* **Source document**

I ate my wafer...

11/30/2006

Quack medicine, Poisoned Beer, radation posioning, and other fun topics

So, I've been following the highly suspicious death of Alexander Litvinenko for the last couple of weeks. There are plenty of decent articles speculating on the degree of Russian involvement so I'm not going to rehash that. However, I do think there's some interesting tangents to the story that are relatively unexplored:

One of the reasons that Russian involvement is fascinating is the likelihood that they would have used some sort of Spy vs. Spy device to transfer the poison. Certainly, the ricin pellet umbrella that the Russians (back when they were Soviets) used to poison Georgi Markov seems straight out of fiction. To be fair, the KGB just built the umbrella and conveniently let the Bulgarian Secret Police borrow it.

There's probably a lot of ways to use polonium as an assassination weapon, but the cheapest (in terms of isotope requirements) would be an inhalation device. I have no idea if Litvinenko had asthma, but an inhaler spiked with polonium would be simple and fast. There are probably other everyday items that could be spiked as well. Besides the Soviets, the major player in poison assassination weapons used to be the South Africans, who came up with all sorts of devices, and definitely used some of them, such as poisoned beer, to eliminate apartheid era domestic problems. Just a glance at the South African weapon list shows how many possible ways to use poison weapons exist, and what an horribly difficult job the British police have. (I'm slightly disturbed that most of the South African devices involved beer or chocolate, two of my major food groups.)

* **Extracted material**
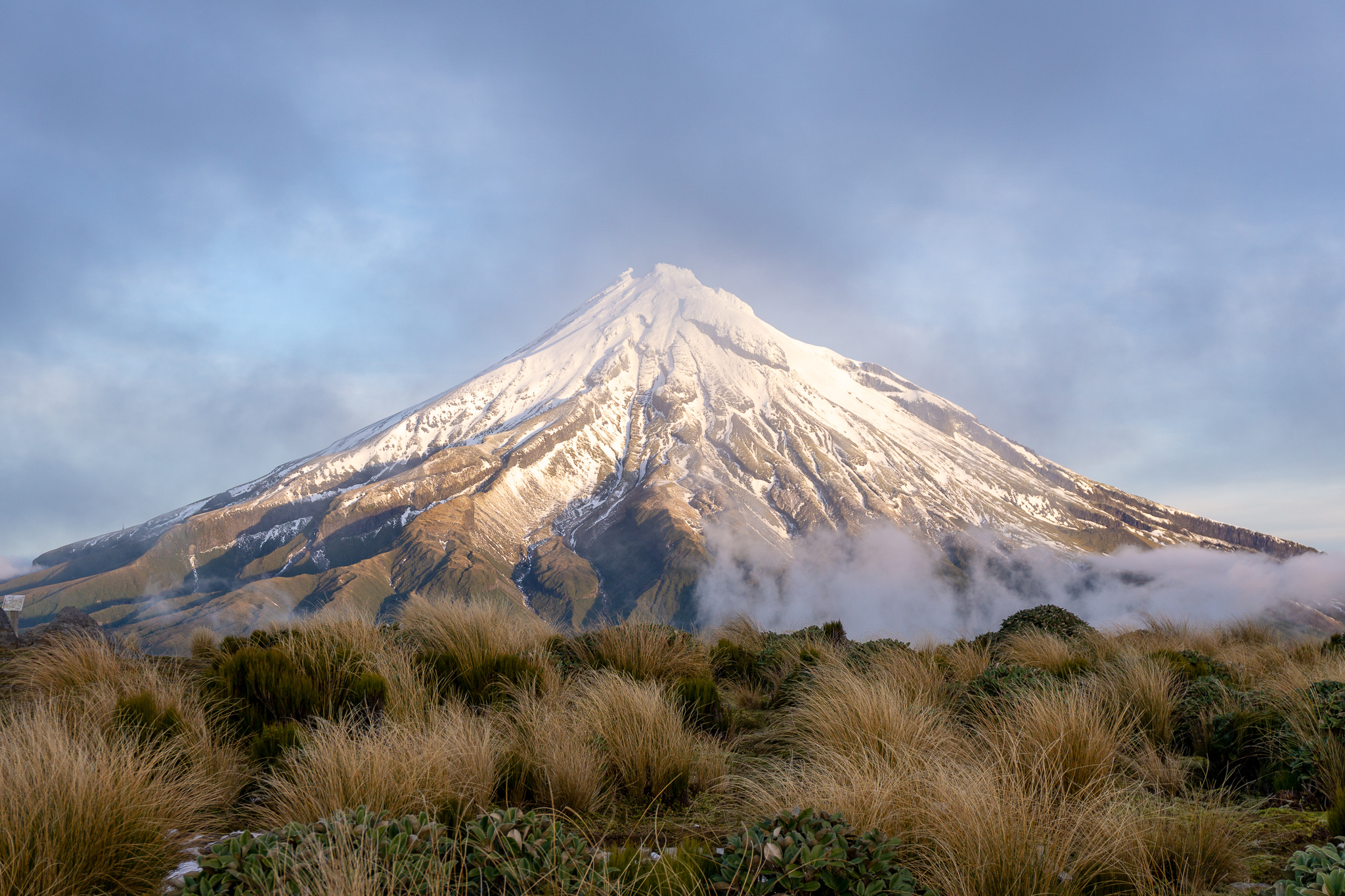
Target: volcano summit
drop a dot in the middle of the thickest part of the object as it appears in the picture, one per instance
(576, 477)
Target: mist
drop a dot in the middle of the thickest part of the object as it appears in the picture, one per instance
(14, 567)
(889, 584)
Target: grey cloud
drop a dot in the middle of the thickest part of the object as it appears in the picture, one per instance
(887, 584)
(1113, 234)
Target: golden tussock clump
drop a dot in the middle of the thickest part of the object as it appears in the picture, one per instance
(444, 761)
(643, 651)
(645, 739)
(89, 812)
(474, 631)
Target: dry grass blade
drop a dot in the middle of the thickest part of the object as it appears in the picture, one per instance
(70, 661)
(1145, 691)
(965, 660)
(1061, 739)
(649, 747)
(84, 813)
(880, 712)
(1193, 849)
(444, 761)
(741, 630)
(645, 652)
(550, 754)
(1044, 651)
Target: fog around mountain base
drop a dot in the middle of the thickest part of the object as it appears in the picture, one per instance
(889, 584)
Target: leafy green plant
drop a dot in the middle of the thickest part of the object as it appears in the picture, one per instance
(1000, 681)
(806, 851)
(678, 871)
(273, 740)
(502, 853)
(265, 685)
(1315, 871)
(412, 851)
(734, 662)
(1047, 617)
(1241, 744)
(1192, 666)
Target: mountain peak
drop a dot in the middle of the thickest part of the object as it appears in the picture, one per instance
(577, 476)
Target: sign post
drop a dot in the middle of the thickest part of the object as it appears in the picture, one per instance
(12, 605)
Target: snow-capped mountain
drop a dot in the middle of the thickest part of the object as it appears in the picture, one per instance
(577, 476)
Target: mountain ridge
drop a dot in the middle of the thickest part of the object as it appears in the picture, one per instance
(576, 475)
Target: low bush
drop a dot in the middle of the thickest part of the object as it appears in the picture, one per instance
(1314, 871)
(500, 853)
(701, 704)
(1048, 618)
(734, 662)
(1192, 666)
(510, 852)
(444, 762)
(998, 683)
(805, 852)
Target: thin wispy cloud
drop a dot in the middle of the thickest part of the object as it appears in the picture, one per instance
(232, 234)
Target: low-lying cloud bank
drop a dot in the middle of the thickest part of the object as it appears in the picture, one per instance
(889, 584)
(14, 567)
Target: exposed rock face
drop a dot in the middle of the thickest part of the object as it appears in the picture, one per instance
(577, 475)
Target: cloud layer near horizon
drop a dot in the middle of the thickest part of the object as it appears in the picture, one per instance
(231, 236)
(887, 584)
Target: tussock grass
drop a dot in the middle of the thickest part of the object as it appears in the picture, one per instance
(1060, 739)
(204, 644)
(740, 630)
(474, 631)
(550, 756)
(69, 662)
(912, 673)
(1195, 848)
(645, 652)
(880, 712)
(1044, 651)
(1145, 691)
(87, 813)
(965, 660)
(649, 747)
(973, 824)
(445, 761)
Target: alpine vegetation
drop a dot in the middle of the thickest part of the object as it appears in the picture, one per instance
(471, 748)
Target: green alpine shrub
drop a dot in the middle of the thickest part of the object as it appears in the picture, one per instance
(1048, 617)
(701, 704)
(805, 852)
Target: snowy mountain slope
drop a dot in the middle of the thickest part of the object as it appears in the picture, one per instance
(577, 476)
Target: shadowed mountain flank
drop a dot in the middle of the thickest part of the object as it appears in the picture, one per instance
(576, 476)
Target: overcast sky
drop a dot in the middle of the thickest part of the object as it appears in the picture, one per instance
(233, 233)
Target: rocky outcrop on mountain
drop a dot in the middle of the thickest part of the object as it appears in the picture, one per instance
(576, 477)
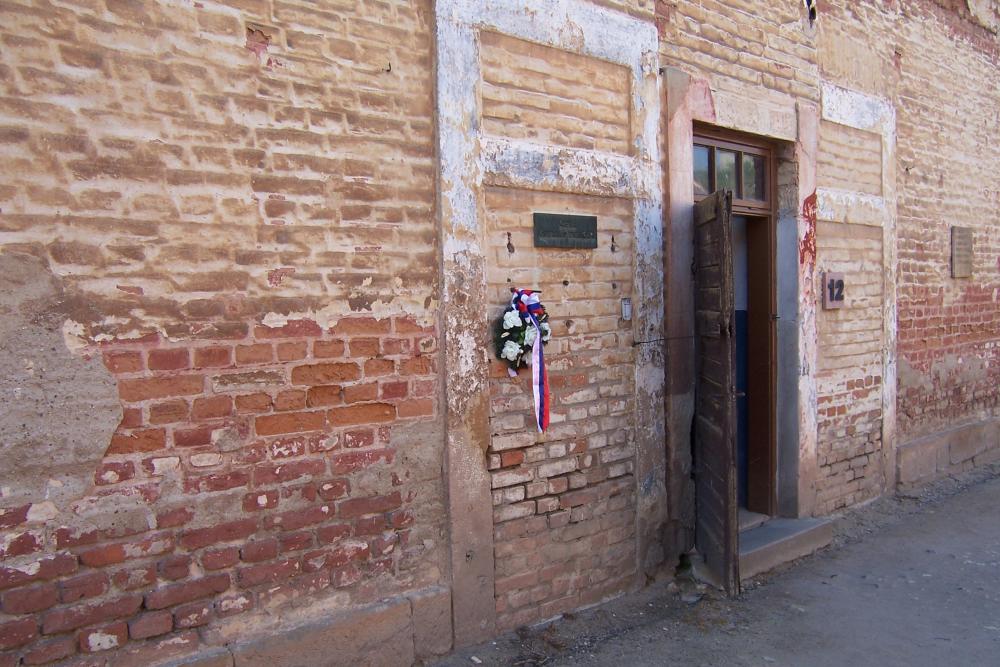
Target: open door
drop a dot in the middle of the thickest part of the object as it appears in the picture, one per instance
(717, 524)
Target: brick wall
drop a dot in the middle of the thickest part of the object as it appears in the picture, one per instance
(564, 506)
(237, 199)
(740, 44)
(948, 328)
(552, 96)
(564, 502)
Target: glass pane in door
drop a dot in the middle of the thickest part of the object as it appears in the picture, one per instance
(702, 182)
(754, 184)
(725, 171)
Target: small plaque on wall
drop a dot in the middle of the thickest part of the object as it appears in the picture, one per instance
(961, 252)
(560, 230)
(833, 290)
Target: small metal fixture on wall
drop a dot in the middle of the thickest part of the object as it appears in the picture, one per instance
(811, 9)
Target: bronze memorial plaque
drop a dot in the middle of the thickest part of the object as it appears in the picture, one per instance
(560, 230)
(961, 252)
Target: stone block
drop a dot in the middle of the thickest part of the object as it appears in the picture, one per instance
(432, 630)
(380, 635)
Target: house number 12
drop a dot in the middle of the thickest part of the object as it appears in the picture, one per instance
(833, 294)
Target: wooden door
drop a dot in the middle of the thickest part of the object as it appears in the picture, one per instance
(717, 525)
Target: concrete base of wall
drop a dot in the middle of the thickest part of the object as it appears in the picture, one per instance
(396, 632)
(946, 452)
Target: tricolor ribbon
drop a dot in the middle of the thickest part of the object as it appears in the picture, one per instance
(526, 303)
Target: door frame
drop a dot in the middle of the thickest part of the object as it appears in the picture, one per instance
(763, 500)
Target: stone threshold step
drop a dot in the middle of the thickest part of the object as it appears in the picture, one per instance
(780, 541)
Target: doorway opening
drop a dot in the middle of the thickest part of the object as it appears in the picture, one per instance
(745, 167)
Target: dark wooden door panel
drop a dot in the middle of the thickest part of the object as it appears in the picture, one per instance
(715, 410)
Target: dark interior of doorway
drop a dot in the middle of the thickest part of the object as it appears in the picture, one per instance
(755, 369)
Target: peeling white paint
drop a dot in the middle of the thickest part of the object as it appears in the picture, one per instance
(858, 110)
(873, 114)
(206, 460)
(73, 336)
(162, 466)
(329, 316)
(100, 641)
(522, 164)
(42, 512)
(850, 207)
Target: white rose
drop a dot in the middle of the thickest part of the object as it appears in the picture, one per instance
(511, 351)
(511, 319)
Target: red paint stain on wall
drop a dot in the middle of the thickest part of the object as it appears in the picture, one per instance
(807, 246)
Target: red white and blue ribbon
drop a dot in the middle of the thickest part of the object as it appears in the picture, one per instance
(526, 303)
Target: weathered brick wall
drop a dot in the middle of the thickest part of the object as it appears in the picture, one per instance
(744, 44)
(851, 362)
(948, 327)
(849, 375)
(564, 501)
(238, 198)
(552, 96)
(564, 515)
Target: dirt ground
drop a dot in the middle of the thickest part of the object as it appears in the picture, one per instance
(909, 580)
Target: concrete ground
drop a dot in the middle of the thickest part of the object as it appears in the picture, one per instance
(909, 580)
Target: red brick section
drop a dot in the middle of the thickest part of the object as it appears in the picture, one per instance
(229, 417)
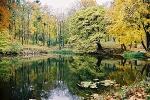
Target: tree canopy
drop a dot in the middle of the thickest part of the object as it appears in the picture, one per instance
(87, 26)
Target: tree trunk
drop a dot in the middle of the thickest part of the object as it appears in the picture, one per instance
(99, 46)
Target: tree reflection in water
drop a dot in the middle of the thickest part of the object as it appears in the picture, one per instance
(57, 77)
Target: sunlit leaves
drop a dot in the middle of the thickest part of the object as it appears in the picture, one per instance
(127, 18)
(87, 26)
(4, 40)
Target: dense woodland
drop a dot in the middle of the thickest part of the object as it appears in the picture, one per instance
(85, 26)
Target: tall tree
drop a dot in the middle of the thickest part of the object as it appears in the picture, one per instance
(87, 26)
(130, 22)
(4, 15)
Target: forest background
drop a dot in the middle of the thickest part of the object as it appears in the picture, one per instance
(85, 27)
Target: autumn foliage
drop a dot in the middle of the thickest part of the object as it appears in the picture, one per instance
(4, 15)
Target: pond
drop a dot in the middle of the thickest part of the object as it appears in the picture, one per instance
(60, 77)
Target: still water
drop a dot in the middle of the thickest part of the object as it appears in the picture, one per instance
(59, 77)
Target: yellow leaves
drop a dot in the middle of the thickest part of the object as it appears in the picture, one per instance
(4, 17)
(4, 40)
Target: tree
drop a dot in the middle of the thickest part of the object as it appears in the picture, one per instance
(4, 15)
(130, 22)
(87, 3)
(87, 26)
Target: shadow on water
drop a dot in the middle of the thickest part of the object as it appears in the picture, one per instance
(57, 77)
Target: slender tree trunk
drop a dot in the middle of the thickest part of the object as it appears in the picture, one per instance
(99, 46)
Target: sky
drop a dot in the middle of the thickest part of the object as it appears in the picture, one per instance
(56, 4)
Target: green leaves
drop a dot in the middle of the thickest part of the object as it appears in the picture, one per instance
(4, 40)
(85, 26)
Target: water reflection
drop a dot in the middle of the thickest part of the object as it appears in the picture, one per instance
(57, 77)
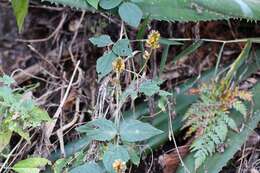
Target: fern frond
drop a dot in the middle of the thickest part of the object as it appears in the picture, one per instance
(245, 95)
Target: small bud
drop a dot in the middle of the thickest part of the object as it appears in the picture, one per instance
(118, 65)
(153, 40)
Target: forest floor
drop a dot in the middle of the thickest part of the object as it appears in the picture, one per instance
(46, 51)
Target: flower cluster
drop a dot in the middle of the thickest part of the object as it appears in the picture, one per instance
(153, 40)
(119, 166)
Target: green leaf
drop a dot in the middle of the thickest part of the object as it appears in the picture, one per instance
(134, 131)
(168, 42)
(104, 64)
(114, 152)
(5, 136)
(130, 13)
(90, 167)
(134, 156)
(187, 51)
(20, 8)
(99, 129)
(122, 48)
(184, 10)
(149, 87)
(30, 165)
(101, 41)
(93, 3)
(109, 4)
(19, 130)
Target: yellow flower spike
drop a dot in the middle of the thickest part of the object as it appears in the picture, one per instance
(153, 40)
(245, 95)
(119, 166)
(146, 55)
(118, 65)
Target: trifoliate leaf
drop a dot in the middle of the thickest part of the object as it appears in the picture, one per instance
(122, 48)
(134, 131)
(7, 80)
(101, 41)
(104, 64)
(130, 13)
(90, 167)
(99, 129)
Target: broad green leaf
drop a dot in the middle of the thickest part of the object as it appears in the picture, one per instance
(234, 141)
(104, 64)
(99, 129)
(30, 165)
(20, 8)
(134, 131)
(5, 136)
(20, 131)
(101, 41)
(114, 152)
(130, 13)
(90, 167)
(240, 107)
(149, 87)
(134, 156)
(93, 3)
(162, 104)
(238, 62)
(59, 165)
(109, 4)
(164, 58)
(122, 48)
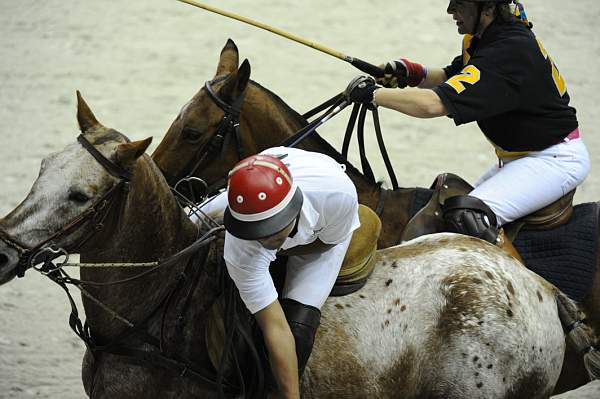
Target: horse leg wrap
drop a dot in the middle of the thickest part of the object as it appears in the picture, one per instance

* **Explore the material**
• 1. In the post about Litvinenko's death, what device was used to poison Georgi Markov?
• 2. From the post about Litvinenko's death, copy the passage between "There's probably a" and "major food groups.)", inclusive.
The data have no connection to the post about Litvinenko's death.

* **Answers for the tasks**
• 1. A ricin pellet umbrella.

• 2.
There's probably a lot of ways to use polonium as an assassination weapon, but the cheapest (in terms of isotope requirements) would be an inhalation device. I have no idea if Litvinenko had asthma, but an inhaler spiked with polonium would be simple and fast. There are probably other everyday items that could be spiked as well. Besides the Soviets, the major player in poison assassination weapons used to be the South Africans, who came up with all sorts of devices, and definitely used some of them, such as poisoned beer, to eliminate apartheid era domestic problems. Just a glance at the South African weapon list shows how many possible ways to use poison weapons exist, and what an horribly difficult job the British police have. (I'm slightly disturbed that most of the South African devices involved beer or chocolate, two of my major food groups.)